STATED EXERCISE> In the rows below, copy the lines from the one containing "Please examine the photo above and find the door knob" through the end of the rows, replacing "door knob" with "doorknob" and leaving everything else unchanged.

***** PROVIDED DATA *****

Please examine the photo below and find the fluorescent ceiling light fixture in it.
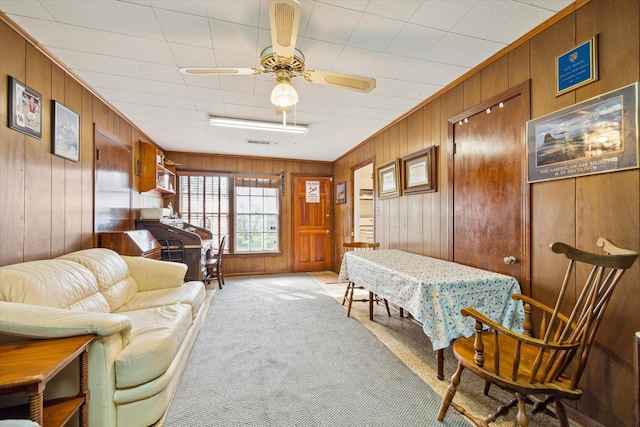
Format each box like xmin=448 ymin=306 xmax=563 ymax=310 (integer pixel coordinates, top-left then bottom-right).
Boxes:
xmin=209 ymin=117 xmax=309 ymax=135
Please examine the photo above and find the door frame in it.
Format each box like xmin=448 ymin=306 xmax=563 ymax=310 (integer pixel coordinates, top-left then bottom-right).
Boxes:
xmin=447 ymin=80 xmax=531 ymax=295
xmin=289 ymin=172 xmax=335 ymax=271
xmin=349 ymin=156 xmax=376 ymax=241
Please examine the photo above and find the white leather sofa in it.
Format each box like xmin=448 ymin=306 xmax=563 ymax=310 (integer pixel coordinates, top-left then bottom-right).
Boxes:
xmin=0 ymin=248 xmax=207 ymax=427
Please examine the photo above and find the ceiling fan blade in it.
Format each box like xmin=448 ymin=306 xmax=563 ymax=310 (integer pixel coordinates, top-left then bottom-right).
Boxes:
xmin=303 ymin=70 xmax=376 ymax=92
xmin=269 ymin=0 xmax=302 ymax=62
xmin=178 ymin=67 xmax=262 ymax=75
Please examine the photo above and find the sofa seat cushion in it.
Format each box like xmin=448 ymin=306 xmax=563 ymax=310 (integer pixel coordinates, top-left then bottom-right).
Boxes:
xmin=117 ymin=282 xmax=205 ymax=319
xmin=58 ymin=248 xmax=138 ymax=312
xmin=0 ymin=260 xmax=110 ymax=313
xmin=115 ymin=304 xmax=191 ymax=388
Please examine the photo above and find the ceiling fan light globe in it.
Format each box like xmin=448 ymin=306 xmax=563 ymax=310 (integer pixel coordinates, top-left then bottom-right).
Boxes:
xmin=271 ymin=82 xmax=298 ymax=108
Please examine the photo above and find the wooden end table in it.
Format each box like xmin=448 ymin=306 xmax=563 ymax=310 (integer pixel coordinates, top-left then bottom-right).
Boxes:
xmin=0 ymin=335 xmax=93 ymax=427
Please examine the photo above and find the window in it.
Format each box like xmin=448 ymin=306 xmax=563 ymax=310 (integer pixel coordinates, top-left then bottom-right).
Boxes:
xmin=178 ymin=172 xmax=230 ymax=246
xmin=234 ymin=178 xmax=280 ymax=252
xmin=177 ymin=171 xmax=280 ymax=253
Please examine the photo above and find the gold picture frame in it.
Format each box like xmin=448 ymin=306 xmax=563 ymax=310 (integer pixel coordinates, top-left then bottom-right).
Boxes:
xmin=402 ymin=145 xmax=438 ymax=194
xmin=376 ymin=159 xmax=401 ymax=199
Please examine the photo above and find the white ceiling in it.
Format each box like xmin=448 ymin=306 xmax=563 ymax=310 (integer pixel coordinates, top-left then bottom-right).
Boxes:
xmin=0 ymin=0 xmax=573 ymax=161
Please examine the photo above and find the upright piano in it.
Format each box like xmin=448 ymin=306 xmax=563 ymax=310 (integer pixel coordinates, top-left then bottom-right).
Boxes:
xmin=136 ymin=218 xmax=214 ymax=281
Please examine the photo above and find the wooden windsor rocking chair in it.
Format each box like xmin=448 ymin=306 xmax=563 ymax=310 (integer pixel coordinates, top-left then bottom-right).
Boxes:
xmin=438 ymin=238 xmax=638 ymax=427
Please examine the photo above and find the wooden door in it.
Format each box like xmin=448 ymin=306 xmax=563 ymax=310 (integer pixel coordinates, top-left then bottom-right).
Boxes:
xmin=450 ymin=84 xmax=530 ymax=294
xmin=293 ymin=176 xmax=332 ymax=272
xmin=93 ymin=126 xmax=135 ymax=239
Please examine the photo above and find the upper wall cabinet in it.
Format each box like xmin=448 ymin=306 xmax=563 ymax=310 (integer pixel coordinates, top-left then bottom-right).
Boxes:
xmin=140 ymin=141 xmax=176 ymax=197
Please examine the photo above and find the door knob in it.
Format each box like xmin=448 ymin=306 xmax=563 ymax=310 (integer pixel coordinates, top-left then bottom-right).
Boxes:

*****

TASK ANSWER>
Please examine the photo above and find the doorknob in it.
Format each box like xmin=448 ymin=306 xmax=563 ymax=310 (integer pixel coordinates, top-left then bottom-right).
Boxes:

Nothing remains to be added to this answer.